**WORK TO COMPLETE**
Nothing in the data should change when you return it, but leave the pictures out.

————

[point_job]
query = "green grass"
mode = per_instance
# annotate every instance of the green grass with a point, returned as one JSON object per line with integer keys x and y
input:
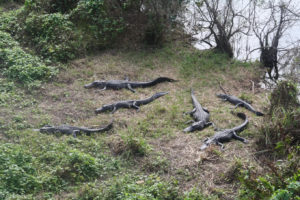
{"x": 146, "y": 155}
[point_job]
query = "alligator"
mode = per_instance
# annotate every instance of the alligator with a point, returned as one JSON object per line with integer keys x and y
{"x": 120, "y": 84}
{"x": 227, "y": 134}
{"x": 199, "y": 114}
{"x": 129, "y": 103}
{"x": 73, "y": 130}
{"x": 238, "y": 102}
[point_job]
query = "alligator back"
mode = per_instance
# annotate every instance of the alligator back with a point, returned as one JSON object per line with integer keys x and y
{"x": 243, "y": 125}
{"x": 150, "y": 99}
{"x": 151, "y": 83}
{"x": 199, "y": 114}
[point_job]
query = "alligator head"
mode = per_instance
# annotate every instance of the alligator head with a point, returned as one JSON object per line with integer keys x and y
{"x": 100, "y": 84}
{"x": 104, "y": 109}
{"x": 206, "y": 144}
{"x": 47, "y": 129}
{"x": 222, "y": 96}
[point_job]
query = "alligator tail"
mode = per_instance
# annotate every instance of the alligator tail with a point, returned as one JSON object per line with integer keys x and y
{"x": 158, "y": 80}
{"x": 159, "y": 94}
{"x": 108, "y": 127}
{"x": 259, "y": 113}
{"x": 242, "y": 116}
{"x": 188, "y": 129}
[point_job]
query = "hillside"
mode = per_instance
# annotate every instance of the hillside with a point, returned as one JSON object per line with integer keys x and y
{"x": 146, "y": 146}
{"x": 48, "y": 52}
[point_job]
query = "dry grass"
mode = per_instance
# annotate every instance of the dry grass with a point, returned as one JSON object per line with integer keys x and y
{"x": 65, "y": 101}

————

**RESPONSE TO THE TASK**
[point_job]
query = "green grass"
mode = per_instance
# annotate every instance of the green grass with a point, returned as one JSON object per line with integer keys x and y
input:
{"x": 146, "y": 155}
[point_job]
query = "alligator"
mode = per_instance
# annotate every instance of the alligator with a point, returned as one JSON object per line with integer keys x and y
{"x": 120, "y": 84}
{"x": 227, "y": 134}
{"x": 199, "y": 114}
{"x": 129, "y": 103}
{"x": 73, "y": 130}
{"x": 238, "y": 102}
[point_job]
query = "alligator back"
mode = per_instance
# annotate every instance of the alligator back with a point, returned as one JSON object per line with integer keys x and y
{"x": 243, "y": 125}
{"x": 150, "y": 99}
{"x": 151, "y": 83}
{"x": 199, "y": 114}
[point_job]
query = "alligator head"
mode = per_instance
# annotate every instance of the alligator head with a point, returned as one JSON object per line with integer keys x and y
{"x": 100, "y": 84}
{"x": 104, "y": 109}
{"x": 206, "y": 144}
{"x": 47, "y": 129}
{"x": 222, "y": 96}
[point_job]
query = "alligator tail"
mode = per_instance
# annotate every instance of the alligator tail with a point, returned as one JSON object per line with integer keys x and y
{"x": 158, "y": 80}
{"x": 159, "y": 94}
{"x": 108, "y": 127}
{"x": 259, "y": 113}
{"x": 242, "y": 116}
{"x": 188, "y": 129}
[point_job]
query = "hillside"
mode = per_instance
# annotate every instance of the hillside with a point, returned as one JSON object per line with integer keys x and y
{"x": 146, "y": 146}
{"x": 48, "y": 52}
[point_job]
query = "dry grass"
mode = per_instance
# annotate every instance of the dry grass with a point, returned as one JSON object per line with integer keys x and y
{"x": 65, "y": 101}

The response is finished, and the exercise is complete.